— START —

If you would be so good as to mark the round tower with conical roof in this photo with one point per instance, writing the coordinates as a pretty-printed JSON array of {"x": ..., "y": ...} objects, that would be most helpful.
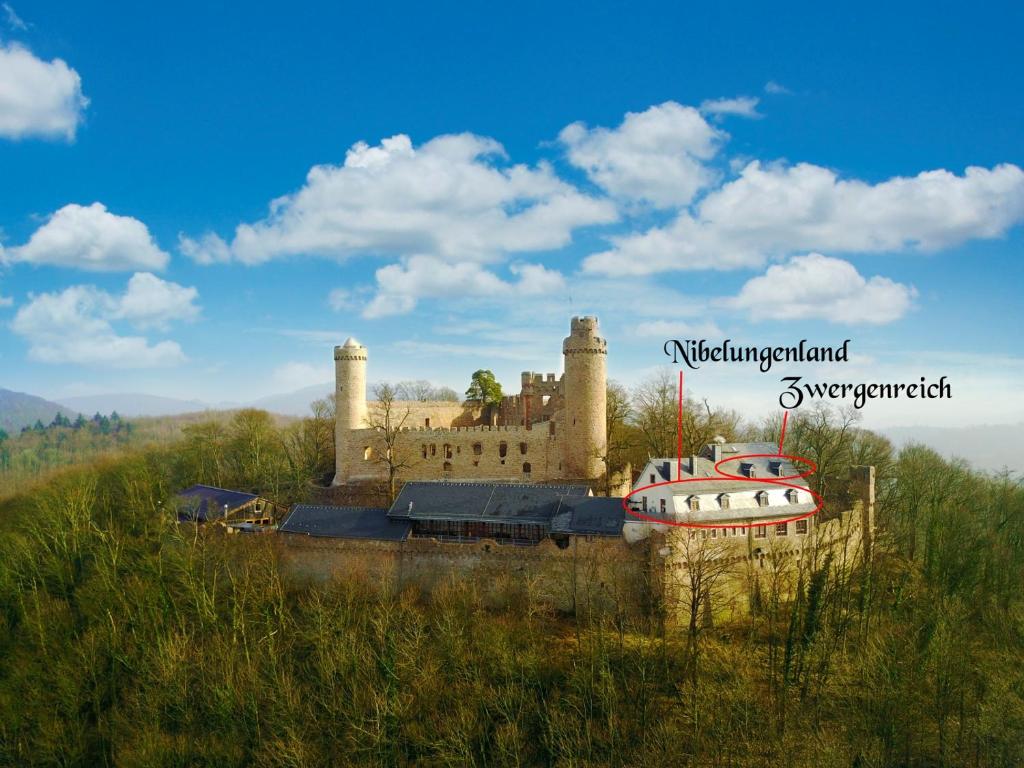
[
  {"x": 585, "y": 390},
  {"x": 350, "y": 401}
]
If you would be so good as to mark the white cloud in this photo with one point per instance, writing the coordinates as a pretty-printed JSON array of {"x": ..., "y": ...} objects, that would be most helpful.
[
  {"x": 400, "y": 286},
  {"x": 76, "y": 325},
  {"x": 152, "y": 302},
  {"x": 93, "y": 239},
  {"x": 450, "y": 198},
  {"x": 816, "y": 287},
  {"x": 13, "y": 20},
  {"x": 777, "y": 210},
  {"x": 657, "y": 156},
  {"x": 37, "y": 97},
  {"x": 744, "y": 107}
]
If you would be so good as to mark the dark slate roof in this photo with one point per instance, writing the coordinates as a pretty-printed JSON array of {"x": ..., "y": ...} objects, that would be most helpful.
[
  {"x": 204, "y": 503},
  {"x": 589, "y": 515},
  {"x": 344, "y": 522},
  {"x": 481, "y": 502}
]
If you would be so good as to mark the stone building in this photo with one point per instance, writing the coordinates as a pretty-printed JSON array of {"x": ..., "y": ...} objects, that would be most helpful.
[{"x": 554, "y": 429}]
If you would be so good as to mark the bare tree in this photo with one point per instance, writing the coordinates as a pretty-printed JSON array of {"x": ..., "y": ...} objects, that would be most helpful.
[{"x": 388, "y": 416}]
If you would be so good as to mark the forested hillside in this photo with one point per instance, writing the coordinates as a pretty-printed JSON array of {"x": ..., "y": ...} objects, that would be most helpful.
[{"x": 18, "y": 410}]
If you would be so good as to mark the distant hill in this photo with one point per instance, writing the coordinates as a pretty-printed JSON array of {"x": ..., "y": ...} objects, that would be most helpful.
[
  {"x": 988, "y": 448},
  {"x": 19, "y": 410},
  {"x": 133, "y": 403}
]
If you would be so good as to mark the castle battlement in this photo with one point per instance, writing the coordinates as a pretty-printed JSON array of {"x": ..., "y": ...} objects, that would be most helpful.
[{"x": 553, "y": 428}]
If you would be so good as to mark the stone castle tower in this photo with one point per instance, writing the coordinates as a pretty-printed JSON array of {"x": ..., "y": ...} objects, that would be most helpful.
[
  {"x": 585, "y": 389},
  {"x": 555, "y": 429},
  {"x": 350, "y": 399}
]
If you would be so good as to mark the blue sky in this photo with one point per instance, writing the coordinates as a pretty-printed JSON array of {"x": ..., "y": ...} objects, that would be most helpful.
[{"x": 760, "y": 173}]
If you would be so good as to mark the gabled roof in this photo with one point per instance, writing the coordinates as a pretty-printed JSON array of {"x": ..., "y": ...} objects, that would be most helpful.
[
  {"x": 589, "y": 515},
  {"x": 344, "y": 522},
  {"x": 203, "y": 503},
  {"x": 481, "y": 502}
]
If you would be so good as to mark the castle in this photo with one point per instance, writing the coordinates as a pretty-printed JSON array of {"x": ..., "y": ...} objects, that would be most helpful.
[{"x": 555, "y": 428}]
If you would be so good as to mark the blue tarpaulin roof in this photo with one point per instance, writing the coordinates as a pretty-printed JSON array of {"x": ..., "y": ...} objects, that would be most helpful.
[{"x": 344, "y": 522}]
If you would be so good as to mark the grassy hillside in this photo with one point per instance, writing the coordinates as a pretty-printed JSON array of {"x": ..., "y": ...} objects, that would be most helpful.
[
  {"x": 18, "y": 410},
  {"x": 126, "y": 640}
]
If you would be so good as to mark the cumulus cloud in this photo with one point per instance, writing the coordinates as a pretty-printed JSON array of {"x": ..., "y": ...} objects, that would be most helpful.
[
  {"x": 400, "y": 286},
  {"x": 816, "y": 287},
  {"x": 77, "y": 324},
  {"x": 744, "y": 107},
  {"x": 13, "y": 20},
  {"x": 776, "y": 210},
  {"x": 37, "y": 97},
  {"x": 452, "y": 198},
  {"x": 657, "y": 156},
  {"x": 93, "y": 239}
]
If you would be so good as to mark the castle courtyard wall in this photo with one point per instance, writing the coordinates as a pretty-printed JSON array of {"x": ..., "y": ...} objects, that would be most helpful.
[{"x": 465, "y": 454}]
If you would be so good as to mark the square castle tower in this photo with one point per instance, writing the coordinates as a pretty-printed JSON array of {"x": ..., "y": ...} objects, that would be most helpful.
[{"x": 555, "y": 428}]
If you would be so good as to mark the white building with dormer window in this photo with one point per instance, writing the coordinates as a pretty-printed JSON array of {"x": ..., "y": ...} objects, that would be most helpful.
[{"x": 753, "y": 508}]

— END —

OBJECTIVE
Please transcribe the material above exactly as written. Leave the pictures out.

RESULT OF THIS TASK
If you would be so good as to mark the round tower with conical roof in this photo with one point per instance, writing the coordinates as a pretty-printed JSON array of {"x": ..., "y": ...} objects, that would be most helpful.
[
  {"x": 585, "y": 390},
  {"x": 350, "y": 401}
]
If you would be so good as to mark the white cloud in this photo with one point per instance, writing the coordinates as a pretty-printed JSON array of {"x": ..., "y": ...} objects, that would be most helpful.
[
  {"x": 400, "y": 286},
  {"x": 76, "y": 325},
  {"x": 152, "y": 302},
  {"x": 93, "y": 239},
  {"x": 450, "y": 198},
  {"x": 816, "y": 287},
  {"x": 13, "y": 20},
  {"x": 777, "y": 210},
  {"x": 657, "y": 156},
  {"x": 37, "y": 97},
  {"x": 744, "y": 107}
]
If you would be so good as to mark the dark slate roof in this photo with one point per instance, writing the coordinates as a pretty-printed JSON array of {"x": ..., "y": ...} objects, that would be most helpful.
[
  {"x": 204, "y": 503},
  {"x": 589, "y": 515},
  {"x": 344, "y": 522},
  {"x": 481, "y": 502}
]
If you would be so good as to mark the stone building in this photo with one point per instance, writing the coordinates as a pretty-printed JSON array of {"x": ..., "y": ...} objects, that would be most helpful.
[{"x": 554, "y": 429}]
If you would be so good as to mark the bare tree in this photo with one point per instance, writing the coordinates as a pretty-printed JSON array of {"x": ..., "y": ...} objects, that would be most helpful.
[{"x": 388, "y": 416}]
If you would be so good as to mark the forested hillside in this photo with one point per instance, writing the coordinates as a pretty-printed JSON array of {"x": ..., "y": ...} objects, that would be most helpful.
[{"x": 18, "y": 410}]
If you would be so good as to mark the distant hill in this photo with one point per instance, writing the coordinates as a pretty-printed JSON array of {"x": ..., "y": ...} objects, that would be most helpful.
[
  {"x": 988, "y": 448},
  {"x": 19, "y": 410},
  {"x": 133, "y": 403}
]
If you would be so good as to mark the castle battlement in this photo with one point per instance, writing the coordinates as a pretty-printed JSON array of {"x": ..., "y": ...} objects, that would be most helpful.
[{"x": 553, "y": 428}]
If you would be so good as to mark the stone castle tower in this photo with one point per instance, writing the coordinates as a pretty-printed JSON array of {"x": ..., "y": ...} objects, that would be most helpful.
[
  {"x": 585, "y": 389},
  {"x": 555, "y": 429},
  {"x": 350, "y": 399}
]
If you would be so good as to mark the blue sky in this photo with one point per instance, writing the coordinates as a pretty-printed JSON array of {"x": ..., "y": ...} objects, that would be most helpful.
[{"x": 760, "y": 173}]
If you would be so good as to mark the gabled roof in this photo with one point per instance, writing the coordinates as a pretty-printed JSON array of {"x": ..., "y": ...} objects, that would be most helpful.
[
  {"x": 589, "y": 515},
  {"x": 344, "y": 522},
  {"x": 203, "y": 503},
  {"x": 481, "y": 502}
]
If you would be so good as to mark the castle in this photo with one point per instance, writing the coordinates as a pretty-printed JSON array of {"x": ..., "y": ...} objects, that would be most helpful.
[{"x": 555, "y": 428}]
If you would be so good as to mark the blue tarpaulin roof in this photo with one point per instance, writing the coordinates as a pretty-printed JSON array of {"x": ..., "y": ...} objects, that would be most helpful.
[{"x": 344, "y": 522}]
If you would be so good as to mark the grassy hillside in this photo with one point per instance, writing the coordinates as a pretty-printed JSON array of {"x": ..., "y": ...} objects, that would be most helpful.
[
  {"x": 18, "y": 410},
  {"x": 126, "y": 640}
]
If you would be so good as to mark the cumulus cloud in this photo with one point per instance, writing the coordinates as a pretty-printed JSON array of {"x": ..., "y": ...} objects, that would be most helpful.
[
  {"x": 400, "y": 286},
  {"x": 816, "y": 287},
  {"x": 77, "y": 324},
  {"x": 744, "y": 107},
  {"x": 13, "y": 20},
  {"x": 776, "y": 210},
  {"x": 37, "y": 97},
  {"x": 452, "y": 198},
  {"x": 657, "y": 156},
  {"x": 93, "y": 239}
]
If you would be so good as to mark the castle courtyard wall in this photo with one point per instance, writing the coordinates as a pretty-printed JSON array of {"x": ..., "y": ...} objects, that would be most helpful.
[{"x": 465, "y": 454}]
If you would be so good as to mark the square castle tower in this photo with one point per instance, writing the coordinates as a pretty-printed JSON array of {"x": ..., "y": ...} objects, that would be most helpful.
[{"x": 555, "y": 428}]
If you would be so good as to mark the white building with dormer window in this photo with one point per instance, writing the coordinates as a pretty-printed JSON array of {"x": ..., "y": ...} objects, that would be most helpful.
[{"x": 753, "y": 508}]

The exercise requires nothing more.